● **What to produce**
Report every line of the lines below that contains the word "wooden", and note that case counts.

● **Entries shown**
* * *
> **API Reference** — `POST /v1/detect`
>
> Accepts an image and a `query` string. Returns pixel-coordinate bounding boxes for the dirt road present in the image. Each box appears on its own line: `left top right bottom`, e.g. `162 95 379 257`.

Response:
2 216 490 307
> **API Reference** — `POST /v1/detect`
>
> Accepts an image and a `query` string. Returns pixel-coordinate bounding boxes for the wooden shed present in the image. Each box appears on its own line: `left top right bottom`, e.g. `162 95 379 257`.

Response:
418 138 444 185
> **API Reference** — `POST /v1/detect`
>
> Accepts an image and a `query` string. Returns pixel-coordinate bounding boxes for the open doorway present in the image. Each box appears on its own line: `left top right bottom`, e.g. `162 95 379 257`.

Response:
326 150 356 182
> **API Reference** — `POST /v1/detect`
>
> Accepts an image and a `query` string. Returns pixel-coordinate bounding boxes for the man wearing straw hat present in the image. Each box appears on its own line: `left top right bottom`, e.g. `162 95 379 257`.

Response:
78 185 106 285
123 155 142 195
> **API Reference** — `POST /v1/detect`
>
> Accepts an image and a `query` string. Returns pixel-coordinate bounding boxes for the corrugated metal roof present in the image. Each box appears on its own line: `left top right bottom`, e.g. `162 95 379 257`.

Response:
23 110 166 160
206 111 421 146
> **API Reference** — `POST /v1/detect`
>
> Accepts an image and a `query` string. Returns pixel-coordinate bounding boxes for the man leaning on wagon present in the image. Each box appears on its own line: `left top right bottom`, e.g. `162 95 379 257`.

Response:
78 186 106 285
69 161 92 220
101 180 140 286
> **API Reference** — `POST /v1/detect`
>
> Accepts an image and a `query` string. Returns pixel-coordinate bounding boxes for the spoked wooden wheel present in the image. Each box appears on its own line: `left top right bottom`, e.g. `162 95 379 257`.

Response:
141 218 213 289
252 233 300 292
* * *
● **Full answer**
> Accepts an image and a `query` string. Returns pixel-coordinate bounding boxes for the wooden shed present in the image. Each box appears on its own line: `left top right bottom`, e.g. `162 95 379 257`.
> Accepts an image and a `query` string. Returns pixel-coordinate bounding boxes for the spoked wooden wheel present in the image. Each box appears on its own line: `left top right bottom`, e.g. `162 95 379 257`.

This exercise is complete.